● AVAILABLE RECORDS
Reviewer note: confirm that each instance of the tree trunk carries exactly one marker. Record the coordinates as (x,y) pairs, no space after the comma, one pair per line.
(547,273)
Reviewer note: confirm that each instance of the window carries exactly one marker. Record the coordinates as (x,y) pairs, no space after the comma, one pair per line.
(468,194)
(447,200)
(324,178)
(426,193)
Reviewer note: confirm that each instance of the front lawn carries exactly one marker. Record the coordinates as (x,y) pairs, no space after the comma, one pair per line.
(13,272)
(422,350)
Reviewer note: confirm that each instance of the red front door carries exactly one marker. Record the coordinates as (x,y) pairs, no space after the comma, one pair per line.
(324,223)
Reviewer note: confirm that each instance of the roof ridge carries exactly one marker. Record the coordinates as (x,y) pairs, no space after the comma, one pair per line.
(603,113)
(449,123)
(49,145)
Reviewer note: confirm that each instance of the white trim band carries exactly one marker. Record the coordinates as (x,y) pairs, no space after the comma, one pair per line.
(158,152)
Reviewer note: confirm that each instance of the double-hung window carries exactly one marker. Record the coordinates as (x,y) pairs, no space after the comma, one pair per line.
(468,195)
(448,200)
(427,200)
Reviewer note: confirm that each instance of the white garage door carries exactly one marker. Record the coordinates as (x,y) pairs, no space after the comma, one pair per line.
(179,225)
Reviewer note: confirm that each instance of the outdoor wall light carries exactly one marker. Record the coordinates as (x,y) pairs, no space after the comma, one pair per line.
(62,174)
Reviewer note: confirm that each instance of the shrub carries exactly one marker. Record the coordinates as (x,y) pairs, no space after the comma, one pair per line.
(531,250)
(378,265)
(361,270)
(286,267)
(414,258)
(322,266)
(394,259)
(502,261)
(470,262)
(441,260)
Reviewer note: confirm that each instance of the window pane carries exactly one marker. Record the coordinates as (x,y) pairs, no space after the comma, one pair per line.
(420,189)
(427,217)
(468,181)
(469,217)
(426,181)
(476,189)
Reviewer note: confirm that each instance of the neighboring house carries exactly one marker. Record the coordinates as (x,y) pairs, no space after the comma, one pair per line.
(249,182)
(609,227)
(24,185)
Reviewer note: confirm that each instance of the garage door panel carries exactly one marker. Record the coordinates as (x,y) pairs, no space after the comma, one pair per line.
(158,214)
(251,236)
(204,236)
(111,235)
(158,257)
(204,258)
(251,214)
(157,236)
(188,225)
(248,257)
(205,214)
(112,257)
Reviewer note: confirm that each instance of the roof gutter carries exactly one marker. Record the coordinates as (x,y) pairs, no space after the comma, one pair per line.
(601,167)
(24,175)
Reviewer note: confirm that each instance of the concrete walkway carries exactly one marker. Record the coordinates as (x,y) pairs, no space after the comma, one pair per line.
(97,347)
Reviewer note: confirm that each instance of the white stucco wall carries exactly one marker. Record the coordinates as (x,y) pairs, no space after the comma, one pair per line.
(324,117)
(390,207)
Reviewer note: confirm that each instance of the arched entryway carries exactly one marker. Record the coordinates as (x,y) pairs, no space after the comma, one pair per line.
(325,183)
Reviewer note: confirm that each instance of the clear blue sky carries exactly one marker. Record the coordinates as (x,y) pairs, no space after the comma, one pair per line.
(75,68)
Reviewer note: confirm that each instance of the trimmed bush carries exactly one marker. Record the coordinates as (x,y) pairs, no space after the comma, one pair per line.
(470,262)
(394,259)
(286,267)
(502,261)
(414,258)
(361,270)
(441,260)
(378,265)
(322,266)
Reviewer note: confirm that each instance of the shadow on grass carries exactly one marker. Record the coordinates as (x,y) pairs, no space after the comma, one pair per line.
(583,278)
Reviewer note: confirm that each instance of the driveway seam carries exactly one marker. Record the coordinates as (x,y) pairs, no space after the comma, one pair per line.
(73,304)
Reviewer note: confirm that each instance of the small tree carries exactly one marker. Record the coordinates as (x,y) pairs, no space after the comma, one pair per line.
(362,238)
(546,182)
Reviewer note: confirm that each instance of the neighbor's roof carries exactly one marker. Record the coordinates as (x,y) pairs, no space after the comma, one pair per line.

● EXERCISE GOAL
Each line in the material above must be retyped without alteration.

● RESPONSE
Reviewer note: confirm that each instance of the tree trunk carries exactly one marker. Record the coordinates as (x,y) pairs, no space after the comma, one pair per line.
(547,273)
Reviewer note: confirm that each instance of the window carries exactly one marker. Record the coordinates as (x,y) pairs, no space after the comma, one pair per line.
(468,194)
(447,200)
(324,178)
(426,193)
Reviewer note: confirm that each instance of the front lawn carries exactly one marker. Record the coordinates as (x,y) pairs, no space after the comma, one pair per line.
(13,272)
(422,350)
Reviewer note: confirm that each instance of the red front door carries exactly one marker. Record the coordinates as (x,y) pairs, no space after the comma, one pair per line.
(324,223)
Reviewer note: confirm that each instance of the roof ridge carries exactly one marker. Record the coordinates as (x,y) pairs, no space after the comma, one pair per line.
(603,113)
(449,123)
(49,145)
Reviewer note: confirm that each instance of the white trim band carries exactly one marker. Record the coordinates as (x,y) pairs, no space after the comma, one pair per line.
(158,152)
Reviewer note: confirm that each instance of the double-hung window carries exactly one marker. Record the coordinates as (x,y) pairs, no space after the comma, one pair per line.
(468,195)
(448,200)
(427,200)
Reviewer note: confirm that each instance of the white garage door carries exactly one marker. Record the coordinates as (x,y) pairs, no space after the comma, one pair per line.
(179,225)
Reviewer note: confirm that each instance of the outdoor wall light carries exactly one marker. Record the coordinates as (x,y) pairs, no space after the comma, one pair per line.
(62,174)
Reviewer note: confirm that each instance of the shrub carries exactly one marker. Record the coordinates as (x,y) pairs, no space after the comma, one pair per line.
(531,250)
(378,265)
(361,270)
(286,267)
(414,258)
(322,266)
(394,259)
(502,261)
(470,262)
(441,260)
Reviewer note: confirm that each instance of the window pane carries exactly one marker. Record the coordinates as (x,y) pairs, no space after the comma, one pair per line.
(420,189)
(427,217)
(468,181)
(469,217)
(426,181)
(476,189)
Reviewer note: confirm that each instance of the neighboring house carries exactly one marker. Record the coordinates as (x,y) pairs, no space after the comma, one pair per line.
(249,182)
(609,227)
(24,185)
Reviewer note: confirm that each instance of the garage door panel carries exactly one marker. Record the coordinates as (x,y) pairs, no space after the comma, one pair per line.
(158,214)
(251,236)
(204,236)
(111,235)
(158,257)
(204,258)
(251,214)
(157,236)
(188,225)
(248,257)
(205,214)
(112,257)
Reviewer note: confirm that each instance of the roof gutter carries exactly one marker. Record the coordinates as (x,y) pairs, no space after the comma, one pair per line.
(601,167)
(24,175)
Reviewer note: confirm that each instance of the concrete walkway carries exactly one marker. Record the coordinates as (x,y) pairs, no space after the comma, one pair per line.
(97,347)
Reviewer note: confirm that each instance of the white stucco wall carries exactly one marker. Record the coordinates as (x,y) pairs, no space after the comma, one pair per line.
(324,117)
(390,207)
Reviewer note: confirm that each instance of the arched entryway carries exactly one marker. Record the coordinates as (x,y) pairs, no space after the comma, one pair per line.
(325,183)
Reviewer note: confirm that each instance of the clear blue sky carries exactly one marker. Record the coordinates as (x,y) pairs, no space after the comma, one pair per line.
(75,68)
Reviewer note: confirm that each instance of the trimmed bush carries exactly one marker. Record the coordinates as (x,y) pairs, no space after the comma, one pair per line.
(470,262)
(394,259)
(286,267)
(502,261)
(414,258)
(361,270)
(441,260)
(378,265)
(322,266)
Reviewer note: confirm that each instance of the shadow on grass carries exactly one marker. Record the coordinates as (x,y) pairs, no space after the comma, one pair per line.
(583,278)
Reviewer note: confirm that each instance of the driveway seam carries exactly one marker. Record the coordinates as (x,y) pairs, no space after the comma, one pair per line.
(73,304)
Reviewer note: confirm that each instance of the small tree carries exactly one marker. Record the coordinates as (x,y) pairs, no space after the comma, one pair per line.
(362,238)
(546,182)
Reviewer note: confirm that each instance of the neighbor's roof carries exactly one marker. Record the coordinates as (x,y) pairs, no space after the comma, one pair per line.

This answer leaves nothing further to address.